- _TEXTO PARA LER_
※

Combate às ameaças internacionais

Acúmulo de péssimos resultados leva a indústria brasileira do aço a viver o pior período de sua história. Apesar disso, os investimentos se mantêm

Os resultados de 2016 – e também os obtidos no primeiro semestre deste ano – reforçam o que as empresas de metalurgia e siderurgia já vinham sentindo: o mercado interno não retomará o crescimento em 2017. Pior, o volume de vendas internas de 2013, melhor ano da indústria, deve ser retomado somente em 2028. Por causa disso, resta às companhias do setor continuarem investindo em melhorias de qualidade e produtividade para se manterem crescendo no mercado externo.

※

- _Dados coletados_
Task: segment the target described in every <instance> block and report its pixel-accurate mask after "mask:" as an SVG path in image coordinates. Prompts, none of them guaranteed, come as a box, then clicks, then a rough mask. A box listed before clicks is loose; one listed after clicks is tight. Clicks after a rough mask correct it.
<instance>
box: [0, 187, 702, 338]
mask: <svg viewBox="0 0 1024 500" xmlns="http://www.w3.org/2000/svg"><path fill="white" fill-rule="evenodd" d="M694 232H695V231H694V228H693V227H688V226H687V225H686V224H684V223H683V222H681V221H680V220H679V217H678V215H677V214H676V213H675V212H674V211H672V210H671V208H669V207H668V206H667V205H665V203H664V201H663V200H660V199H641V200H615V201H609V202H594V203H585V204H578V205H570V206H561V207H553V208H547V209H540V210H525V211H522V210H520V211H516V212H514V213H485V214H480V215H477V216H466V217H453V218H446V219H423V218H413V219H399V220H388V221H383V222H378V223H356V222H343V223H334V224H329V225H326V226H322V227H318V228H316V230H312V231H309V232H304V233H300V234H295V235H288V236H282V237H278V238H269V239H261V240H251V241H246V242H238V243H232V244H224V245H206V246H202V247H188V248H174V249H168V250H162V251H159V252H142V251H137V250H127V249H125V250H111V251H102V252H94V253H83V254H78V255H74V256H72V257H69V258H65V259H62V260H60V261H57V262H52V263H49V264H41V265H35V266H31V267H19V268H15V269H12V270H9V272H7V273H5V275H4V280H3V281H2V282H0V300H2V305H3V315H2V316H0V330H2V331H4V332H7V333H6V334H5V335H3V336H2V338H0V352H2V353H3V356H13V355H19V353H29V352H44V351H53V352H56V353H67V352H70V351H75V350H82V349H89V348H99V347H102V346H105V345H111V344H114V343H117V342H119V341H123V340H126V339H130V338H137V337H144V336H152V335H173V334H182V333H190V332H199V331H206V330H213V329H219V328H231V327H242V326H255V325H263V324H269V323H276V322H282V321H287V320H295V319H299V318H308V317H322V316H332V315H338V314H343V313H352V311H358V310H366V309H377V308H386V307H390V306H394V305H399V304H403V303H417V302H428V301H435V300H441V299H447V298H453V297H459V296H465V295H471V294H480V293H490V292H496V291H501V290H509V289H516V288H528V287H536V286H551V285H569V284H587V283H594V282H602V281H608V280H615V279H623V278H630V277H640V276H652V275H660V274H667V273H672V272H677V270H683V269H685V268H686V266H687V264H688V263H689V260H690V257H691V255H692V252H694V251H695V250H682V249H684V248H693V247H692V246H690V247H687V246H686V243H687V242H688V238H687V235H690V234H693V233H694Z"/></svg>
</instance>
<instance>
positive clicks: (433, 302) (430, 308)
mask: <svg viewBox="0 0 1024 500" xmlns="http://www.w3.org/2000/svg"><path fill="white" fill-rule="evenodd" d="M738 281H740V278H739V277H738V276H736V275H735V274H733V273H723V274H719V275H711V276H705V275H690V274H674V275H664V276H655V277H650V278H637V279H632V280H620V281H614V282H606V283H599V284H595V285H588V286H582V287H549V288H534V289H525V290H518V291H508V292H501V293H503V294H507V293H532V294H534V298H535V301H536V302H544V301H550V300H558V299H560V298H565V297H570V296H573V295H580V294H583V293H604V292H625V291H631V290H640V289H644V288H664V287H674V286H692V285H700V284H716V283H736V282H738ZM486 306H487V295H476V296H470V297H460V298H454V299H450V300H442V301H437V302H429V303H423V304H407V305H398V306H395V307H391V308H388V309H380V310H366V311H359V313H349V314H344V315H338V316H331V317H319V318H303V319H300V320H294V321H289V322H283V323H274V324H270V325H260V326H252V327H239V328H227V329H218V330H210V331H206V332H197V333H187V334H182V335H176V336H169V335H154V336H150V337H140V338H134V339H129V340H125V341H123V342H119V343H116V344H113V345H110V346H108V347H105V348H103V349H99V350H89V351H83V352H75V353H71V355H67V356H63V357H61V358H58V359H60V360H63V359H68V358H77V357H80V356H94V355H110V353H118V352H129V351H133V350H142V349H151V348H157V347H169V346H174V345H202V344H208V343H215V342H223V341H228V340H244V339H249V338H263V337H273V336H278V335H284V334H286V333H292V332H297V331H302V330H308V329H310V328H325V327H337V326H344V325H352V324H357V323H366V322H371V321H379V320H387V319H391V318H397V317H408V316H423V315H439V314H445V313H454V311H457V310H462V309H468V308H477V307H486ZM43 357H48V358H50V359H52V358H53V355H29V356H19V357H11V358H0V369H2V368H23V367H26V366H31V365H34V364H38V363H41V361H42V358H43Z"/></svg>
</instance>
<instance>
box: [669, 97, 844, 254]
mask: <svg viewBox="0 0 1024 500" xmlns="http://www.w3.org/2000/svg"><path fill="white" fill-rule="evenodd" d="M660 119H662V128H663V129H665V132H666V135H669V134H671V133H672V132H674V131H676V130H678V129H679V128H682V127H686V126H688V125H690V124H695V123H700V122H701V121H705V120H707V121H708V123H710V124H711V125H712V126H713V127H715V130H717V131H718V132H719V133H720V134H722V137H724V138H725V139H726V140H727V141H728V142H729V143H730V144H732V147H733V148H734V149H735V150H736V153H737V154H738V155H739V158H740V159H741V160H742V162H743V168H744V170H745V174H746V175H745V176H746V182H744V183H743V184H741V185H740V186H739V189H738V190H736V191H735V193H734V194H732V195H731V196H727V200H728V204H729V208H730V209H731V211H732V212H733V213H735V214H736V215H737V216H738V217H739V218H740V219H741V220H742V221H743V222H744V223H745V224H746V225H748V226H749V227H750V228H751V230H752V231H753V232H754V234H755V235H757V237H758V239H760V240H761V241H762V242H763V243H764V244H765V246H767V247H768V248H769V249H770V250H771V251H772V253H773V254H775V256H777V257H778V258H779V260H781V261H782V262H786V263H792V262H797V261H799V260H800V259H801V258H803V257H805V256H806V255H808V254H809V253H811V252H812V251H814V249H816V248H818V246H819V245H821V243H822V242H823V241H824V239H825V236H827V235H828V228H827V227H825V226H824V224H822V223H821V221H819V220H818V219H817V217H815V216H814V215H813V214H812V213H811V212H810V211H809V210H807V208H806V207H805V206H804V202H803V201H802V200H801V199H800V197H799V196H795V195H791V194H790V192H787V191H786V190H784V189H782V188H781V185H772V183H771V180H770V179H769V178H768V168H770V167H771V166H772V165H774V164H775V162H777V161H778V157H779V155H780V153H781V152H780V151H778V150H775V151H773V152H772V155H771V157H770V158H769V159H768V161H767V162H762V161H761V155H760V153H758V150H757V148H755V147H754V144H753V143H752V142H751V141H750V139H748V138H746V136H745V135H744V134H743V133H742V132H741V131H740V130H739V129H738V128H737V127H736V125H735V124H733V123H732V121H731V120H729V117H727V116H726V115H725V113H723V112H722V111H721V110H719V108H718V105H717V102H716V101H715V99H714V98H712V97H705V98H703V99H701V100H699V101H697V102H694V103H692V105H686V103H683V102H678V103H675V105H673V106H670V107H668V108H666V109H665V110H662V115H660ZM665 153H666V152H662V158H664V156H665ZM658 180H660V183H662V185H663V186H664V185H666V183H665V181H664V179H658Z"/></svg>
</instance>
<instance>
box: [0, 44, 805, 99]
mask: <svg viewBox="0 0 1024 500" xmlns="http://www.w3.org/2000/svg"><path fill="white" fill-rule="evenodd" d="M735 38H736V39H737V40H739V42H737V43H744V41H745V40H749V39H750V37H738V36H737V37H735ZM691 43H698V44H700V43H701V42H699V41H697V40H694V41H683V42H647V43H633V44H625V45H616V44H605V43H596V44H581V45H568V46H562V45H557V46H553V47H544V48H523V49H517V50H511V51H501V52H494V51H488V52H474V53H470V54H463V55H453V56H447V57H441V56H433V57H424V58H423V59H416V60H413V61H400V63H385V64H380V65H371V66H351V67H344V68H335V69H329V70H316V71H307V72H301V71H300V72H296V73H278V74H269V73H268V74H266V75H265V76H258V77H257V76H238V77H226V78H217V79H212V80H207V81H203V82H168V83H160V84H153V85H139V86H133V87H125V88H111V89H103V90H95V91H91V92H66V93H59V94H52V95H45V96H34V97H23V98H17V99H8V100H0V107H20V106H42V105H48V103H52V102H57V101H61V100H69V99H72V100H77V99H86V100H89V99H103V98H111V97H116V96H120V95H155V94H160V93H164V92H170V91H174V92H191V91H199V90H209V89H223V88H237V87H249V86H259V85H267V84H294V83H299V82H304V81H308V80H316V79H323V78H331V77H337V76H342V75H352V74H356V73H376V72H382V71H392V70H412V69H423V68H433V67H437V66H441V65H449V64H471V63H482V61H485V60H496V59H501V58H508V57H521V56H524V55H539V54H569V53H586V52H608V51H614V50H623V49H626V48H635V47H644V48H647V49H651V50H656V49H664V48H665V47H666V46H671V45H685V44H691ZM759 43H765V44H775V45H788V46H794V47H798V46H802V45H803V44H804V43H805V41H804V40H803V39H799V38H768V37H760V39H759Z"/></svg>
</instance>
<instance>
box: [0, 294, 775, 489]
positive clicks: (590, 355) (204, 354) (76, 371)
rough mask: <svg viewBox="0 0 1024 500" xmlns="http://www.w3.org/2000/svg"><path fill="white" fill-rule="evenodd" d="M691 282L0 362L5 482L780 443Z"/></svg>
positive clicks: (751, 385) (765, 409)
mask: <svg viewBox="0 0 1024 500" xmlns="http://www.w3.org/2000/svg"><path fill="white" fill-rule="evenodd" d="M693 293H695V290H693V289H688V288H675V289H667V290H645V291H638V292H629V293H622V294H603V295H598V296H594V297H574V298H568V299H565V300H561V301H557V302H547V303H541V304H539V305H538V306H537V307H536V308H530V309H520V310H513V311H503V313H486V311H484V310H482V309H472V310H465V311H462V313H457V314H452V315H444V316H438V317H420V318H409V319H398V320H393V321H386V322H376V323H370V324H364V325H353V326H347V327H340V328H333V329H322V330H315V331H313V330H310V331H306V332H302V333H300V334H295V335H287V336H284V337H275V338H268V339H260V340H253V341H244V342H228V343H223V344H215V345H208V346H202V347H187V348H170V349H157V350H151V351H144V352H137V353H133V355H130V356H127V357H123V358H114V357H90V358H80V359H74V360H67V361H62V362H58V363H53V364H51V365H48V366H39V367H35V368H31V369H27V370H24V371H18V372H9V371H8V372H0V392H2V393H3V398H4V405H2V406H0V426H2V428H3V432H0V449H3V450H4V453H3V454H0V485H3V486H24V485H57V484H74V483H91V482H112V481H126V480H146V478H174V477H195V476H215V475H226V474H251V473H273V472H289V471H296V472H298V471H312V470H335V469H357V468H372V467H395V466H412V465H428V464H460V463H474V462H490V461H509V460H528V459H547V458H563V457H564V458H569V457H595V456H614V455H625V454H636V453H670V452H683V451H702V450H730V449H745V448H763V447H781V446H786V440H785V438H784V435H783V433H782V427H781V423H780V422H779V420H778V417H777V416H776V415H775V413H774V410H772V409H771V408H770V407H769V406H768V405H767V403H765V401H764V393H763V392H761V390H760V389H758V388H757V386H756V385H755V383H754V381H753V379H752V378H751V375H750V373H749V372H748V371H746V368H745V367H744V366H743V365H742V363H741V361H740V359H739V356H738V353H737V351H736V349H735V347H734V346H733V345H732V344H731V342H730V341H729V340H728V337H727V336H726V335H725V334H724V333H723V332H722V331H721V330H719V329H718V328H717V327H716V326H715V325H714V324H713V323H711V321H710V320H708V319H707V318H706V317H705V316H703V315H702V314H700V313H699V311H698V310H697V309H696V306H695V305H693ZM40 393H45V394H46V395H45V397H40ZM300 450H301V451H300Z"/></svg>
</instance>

※

- _TAREFA 1_
Copie, sem mudar nada, as linhas dos registros desde a primeira até a linha que tem "box: [0, 187, 702, 338]", incluindo as duas.
- _TAREFA 2_
Dê sequência ao texto sobre a indústria brasileira do aço a partir da última frase.

- _RESPOSTA 1_
Task: segment the target described in every <instance> block and report its pixel-accurate mask after "mask:" as an SVG path in image coordinates. Prompts, none of them guaranteed, come as a box, then clicks, then a rough mask. A box listed before clicks is loose; one listed after clicks is tight. Clicks after a rough mask correct it.
<instance>
box: [0, 187, 702, 338]

- _RESPOSTA 2_
O presidente do Instituto Aço Brasil (IAB), Marco Polo Lopes, exemplifica os contrastes do segmento: em 2016, apresentou queda de 6% na produção, de 9% nas vendas e de 14% no consumo interno. Ainda assim, manteve o planejamento de investir US$ 25 bilhões entre 2006 e 2015. “As empresas vêm fazendo um esforço monumental para exportar, evitando assim fechamentos e demissões”, afirma. Este empenho vem dando resultados. Somente no primeiro semestre deste ano, as exportações cresceram 9,2%, ajudando a alavancar a produção em 12%. O crescimento da produção, no entanto, não se reflete no faturamento.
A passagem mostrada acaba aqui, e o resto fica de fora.